* _Given instruction_: Write out again every line from the one containing "Note to the class: find each instance of the man's face" down to the one containing "(727, 1175)", and shift each coordinate pair by adding 22 to both the x and y values.
*** Records to use ***
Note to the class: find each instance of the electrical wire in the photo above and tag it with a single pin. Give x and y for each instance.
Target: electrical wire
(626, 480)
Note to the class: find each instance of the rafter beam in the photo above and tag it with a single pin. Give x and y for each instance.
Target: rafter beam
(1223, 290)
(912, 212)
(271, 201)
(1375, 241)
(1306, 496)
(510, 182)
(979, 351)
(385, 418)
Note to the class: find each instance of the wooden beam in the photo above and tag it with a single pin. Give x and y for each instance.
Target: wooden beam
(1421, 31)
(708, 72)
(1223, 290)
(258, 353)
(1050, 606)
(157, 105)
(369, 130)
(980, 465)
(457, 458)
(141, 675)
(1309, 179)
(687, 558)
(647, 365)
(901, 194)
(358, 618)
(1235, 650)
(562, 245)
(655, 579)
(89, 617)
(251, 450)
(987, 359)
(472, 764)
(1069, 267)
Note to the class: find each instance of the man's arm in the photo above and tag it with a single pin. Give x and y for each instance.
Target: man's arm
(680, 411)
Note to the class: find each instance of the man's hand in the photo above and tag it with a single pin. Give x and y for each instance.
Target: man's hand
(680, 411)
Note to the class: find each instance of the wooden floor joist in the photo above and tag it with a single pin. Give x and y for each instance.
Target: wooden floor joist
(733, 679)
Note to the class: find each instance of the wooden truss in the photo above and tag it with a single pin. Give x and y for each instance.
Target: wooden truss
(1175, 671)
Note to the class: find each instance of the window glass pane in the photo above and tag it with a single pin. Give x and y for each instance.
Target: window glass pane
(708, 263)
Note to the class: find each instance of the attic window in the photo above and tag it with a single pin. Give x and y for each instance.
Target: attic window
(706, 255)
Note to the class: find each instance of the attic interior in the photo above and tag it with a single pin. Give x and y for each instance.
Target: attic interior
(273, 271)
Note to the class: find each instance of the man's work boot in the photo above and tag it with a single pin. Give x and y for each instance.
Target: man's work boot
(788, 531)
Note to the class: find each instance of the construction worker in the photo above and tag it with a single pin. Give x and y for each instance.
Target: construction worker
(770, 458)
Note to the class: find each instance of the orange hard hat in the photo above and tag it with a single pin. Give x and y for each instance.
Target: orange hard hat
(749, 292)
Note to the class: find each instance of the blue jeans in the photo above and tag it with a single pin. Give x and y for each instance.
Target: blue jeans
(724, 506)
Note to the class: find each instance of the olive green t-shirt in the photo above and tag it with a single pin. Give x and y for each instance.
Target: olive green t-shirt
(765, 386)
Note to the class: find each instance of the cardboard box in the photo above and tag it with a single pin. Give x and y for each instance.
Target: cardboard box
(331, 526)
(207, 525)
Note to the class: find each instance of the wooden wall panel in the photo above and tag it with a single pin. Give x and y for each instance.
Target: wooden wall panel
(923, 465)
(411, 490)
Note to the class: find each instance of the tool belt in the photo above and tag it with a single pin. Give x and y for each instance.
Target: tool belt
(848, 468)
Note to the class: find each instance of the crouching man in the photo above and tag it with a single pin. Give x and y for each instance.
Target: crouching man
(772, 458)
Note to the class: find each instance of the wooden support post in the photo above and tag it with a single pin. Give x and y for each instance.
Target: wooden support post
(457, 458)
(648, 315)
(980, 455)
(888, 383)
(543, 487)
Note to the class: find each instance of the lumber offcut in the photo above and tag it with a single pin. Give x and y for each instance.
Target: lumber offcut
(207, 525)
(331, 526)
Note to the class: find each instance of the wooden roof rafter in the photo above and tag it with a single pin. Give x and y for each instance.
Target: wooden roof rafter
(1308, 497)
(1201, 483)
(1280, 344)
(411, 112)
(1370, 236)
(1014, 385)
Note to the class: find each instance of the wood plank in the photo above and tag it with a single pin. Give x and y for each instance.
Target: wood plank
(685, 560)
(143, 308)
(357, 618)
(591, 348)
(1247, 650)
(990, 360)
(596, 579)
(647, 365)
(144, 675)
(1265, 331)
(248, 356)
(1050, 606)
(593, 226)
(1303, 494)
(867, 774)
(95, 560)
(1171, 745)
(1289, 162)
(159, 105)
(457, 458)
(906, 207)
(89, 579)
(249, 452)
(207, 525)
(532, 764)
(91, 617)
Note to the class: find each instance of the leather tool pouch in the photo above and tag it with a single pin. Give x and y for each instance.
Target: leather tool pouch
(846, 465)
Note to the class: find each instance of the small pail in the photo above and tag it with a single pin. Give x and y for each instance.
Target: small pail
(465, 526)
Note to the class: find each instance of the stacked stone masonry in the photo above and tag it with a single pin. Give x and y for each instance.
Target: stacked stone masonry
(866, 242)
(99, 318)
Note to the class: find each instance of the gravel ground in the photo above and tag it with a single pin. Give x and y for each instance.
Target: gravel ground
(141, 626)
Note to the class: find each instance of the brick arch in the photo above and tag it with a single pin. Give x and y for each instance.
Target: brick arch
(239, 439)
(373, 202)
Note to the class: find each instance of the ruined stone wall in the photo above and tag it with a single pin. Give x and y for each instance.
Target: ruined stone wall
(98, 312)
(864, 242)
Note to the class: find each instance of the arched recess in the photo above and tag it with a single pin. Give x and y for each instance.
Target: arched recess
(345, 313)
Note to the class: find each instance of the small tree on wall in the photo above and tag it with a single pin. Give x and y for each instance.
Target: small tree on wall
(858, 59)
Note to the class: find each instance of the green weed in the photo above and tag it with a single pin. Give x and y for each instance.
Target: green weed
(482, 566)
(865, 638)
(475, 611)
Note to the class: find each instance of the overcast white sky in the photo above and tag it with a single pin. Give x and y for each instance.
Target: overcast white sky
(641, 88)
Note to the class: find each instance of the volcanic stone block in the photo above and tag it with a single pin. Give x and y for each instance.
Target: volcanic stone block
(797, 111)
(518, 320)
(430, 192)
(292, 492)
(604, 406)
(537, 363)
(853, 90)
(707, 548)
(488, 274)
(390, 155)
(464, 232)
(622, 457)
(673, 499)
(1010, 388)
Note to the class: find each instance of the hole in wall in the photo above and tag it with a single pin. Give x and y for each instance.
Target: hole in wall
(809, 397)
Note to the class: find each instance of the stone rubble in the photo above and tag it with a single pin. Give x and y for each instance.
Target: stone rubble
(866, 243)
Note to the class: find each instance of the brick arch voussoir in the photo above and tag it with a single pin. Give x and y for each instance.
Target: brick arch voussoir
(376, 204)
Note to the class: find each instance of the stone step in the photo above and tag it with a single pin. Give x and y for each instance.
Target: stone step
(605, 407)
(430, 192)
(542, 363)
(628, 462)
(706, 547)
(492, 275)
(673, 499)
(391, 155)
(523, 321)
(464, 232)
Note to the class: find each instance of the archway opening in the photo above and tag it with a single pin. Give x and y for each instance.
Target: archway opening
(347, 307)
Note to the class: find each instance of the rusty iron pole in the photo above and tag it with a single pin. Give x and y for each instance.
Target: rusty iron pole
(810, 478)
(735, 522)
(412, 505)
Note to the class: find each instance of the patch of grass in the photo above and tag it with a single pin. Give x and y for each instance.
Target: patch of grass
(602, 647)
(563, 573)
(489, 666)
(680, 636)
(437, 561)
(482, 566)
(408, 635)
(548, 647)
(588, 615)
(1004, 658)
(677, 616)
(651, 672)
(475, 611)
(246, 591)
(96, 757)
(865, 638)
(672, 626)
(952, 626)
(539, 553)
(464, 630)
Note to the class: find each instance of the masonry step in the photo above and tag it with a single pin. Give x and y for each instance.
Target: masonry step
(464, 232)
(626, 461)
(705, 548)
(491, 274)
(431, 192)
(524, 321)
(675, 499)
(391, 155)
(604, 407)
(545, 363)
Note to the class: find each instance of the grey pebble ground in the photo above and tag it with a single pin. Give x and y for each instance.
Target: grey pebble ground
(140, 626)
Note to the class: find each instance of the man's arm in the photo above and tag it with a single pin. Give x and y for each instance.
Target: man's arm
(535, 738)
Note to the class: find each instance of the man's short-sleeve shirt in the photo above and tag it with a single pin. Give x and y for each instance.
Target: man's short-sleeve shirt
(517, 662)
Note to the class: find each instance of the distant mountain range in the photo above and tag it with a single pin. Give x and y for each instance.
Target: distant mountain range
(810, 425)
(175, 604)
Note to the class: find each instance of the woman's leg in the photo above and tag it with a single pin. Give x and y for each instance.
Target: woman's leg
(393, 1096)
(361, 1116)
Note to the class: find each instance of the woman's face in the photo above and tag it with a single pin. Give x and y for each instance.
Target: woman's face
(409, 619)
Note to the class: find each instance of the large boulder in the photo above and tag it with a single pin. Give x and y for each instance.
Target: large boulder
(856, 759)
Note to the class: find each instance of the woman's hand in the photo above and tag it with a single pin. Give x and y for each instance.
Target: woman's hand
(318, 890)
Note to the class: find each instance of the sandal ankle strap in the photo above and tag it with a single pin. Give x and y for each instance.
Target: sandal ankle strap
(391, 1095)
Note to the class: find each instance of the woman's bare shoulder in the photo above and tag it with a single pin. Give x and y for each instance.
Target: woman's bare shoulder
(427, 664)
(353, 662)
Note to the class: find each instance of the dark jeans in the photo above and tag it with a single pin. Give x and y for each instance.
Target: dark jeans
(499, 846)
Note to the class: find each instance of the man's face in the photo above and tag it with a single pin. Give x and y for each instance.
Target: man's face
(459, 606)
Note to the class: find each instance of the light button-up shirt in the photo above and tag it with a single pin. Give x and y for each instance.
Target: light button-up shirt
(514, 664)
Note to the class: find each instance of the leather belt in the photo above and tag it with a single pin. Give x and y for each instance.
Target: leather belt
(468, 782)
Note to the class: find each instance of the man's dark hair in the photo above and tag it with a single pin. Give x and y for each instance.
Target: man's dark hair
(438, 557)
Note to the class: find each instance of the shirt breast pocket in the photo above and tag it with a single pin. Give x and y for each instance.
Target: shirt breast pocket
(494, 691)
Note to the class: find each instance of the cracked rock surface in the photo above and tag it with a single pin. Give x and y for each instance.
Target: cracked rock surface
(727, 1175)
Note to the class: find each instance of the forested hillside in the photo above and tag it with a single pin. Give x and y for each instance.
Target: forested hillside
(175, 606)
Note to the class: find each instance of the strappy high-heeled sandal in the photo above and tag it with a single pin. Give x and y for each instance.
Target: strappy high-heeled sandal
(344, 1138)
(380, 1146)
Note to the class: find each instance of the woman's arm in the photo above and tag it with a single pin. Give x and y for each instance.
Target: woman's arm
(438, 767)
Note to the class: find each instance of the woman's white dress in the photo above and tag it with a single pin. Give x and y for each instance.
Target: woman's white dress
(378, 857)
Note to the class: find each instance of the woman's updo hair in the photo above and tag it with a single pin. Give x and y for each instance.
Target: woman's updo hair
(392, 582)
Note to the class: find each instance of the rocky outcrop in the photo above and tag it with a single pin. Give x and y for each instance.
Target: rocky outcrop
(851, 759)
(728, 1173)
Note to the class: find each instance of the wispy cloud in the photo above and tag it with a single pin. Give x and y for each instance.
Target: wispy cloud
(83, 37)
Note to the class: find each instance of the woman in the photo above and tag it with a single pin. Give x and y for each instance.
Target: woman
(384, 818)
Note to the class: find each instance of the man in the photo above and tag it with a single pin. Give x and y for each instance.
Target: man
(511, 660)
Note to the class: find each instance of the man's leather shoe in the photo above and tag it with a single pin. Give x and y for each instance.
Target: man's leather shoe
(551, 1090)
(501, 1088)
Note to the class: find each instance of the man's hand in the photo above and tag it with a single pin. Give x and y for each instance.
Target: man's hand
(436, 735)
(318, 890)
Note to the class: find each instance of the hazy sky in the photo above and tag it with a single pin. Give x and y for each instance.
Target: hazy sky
***
* _Task answer_:
Note to the class: find each instance of the man's face in the photo above and tag it with a single pin. Give x and y for each instance.
Target: man's face
(481, 628)
Note to the class: find each instance of the light button-up shirt in the photo above and tag it with a single pin. Give x and y for each instance.
Target: light button-up shirt
(536, 686)
Note to the class: find each instance of the leather belt in the photo above and tag it with a single pin. Give x and y for each instance.
Target: leather belt
(490, 804)
Note to the class: find each instance of the man's dark hair in the photo above and tag it with a single pin. Give x and y for each instance.
Target: man's dark hair
(460, 579)
Note to the class: find each instance of the shirt breast pocket in the photo above and tag it with a single pin. Give x and y for each instance.
Target: shirt breast pocket
(516, 713)
Note to the class: find each instance of the cracked rock surface in the photo above and tag it with a single pin. Give x and y for each instance.
Target: cracked rock surface
(749, 1197)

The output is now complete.